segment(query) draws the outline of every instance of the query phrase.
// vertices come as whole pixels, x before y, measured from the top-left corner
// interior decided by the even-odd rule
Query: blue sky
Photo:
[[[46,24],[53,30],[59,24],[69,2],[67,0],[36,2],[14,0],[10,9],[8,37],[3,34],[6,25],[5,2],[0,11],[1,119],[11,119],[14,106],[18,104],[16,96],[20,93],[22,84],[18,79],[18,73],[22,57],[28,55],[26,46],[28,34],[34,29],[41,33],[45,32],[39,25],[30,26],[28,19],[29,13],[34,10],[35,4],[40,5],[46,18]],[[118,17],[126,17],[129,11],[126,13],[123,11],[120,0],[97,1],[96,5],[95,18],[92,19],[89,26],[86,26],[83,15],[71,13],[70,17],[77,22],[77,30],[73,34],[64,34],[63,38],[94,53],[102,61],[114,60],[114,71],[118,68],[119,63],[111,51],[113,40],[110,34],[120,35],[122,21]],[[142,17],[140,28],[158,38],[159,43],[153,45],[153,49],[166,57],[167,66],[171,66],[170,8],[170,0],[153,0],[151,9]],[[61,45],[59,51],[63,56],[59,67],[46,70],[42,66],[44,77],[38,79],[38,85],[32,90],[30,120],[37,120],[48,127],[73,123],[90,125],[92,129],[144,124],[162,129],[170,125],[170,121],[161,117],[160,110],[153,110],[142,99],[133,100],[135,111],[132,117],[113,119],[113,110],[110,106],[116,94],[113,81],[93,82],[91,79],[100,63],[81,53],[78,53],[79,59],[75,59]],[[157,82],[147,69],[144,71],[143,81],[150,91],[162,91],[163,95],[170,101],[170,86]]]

==*==

Rewrite the listing above with "top-left corner" swapped for "upper-left corner", leaving everything else as it is.

segment(query) draws the outline of every instance of the query phrase.
// vertices come as whole pixels, x before y, measured from the upper-left corner
// interior decided by the even-odd rule
Query: blue sky
Photo:
[[[46,24],[53,30],[59,24],[69,2],[67,0],[36,2],[14,0],[10,9],[8,37],[3,34],[6,25],[5,2],[0,11],[1,119],[11,119],[14,106],[18,104],[16,96],[20,93],[22,84],[18,79],[18,73],[22,57],[28,55],[26,46],[28,34],[34,29],[41,33],[45,32],[39,25],[30,26],[28,19],[29,13],[34,10],[35,4],[40,5],[46,18]],[[118,17],[126,17],[129,11],[126,13],[123,11],[120,0],[97,1],[96,5],[95,18],[92,19],[89,26],[86,26],[83,15],[71,13],[70,17],[77,22],[77,30],[73,34],[64,34],[63,38],[94,53],[102,61],[114,60],[114,71],[118,68],[119,63],[111,51],[113,40],[110,34],[120,35],[122,21]],[[142,17],[140,28],[158,38],[159,43],[153,45],[153,49],[166,57],[167,66],[171,66],[170,8],[170,0],[153,0],[151,9]],[[61,45],[59,51],[63,56],[59,67],[46,70],[42,66],[44,77],[38,79],[38,85],[32,90],[30,120],[37,120],[48,127],[73,123],[90,125],[92,129],[144,124],[162,129],[170,125],[170,121],[161,117],[160,110],[153,110],[142,99],[133,100],[135,111],[132,117],[113,119],[113,110],[110,106],[116,94],[113,81],[93,82],[91,79],[100,63],[81,53],[78,53],[79,59],[75,59]],[[157,82],[147,69],[144,71],[143,81],[150,91],[162,91],[163,95],[170,101],[170,86]]]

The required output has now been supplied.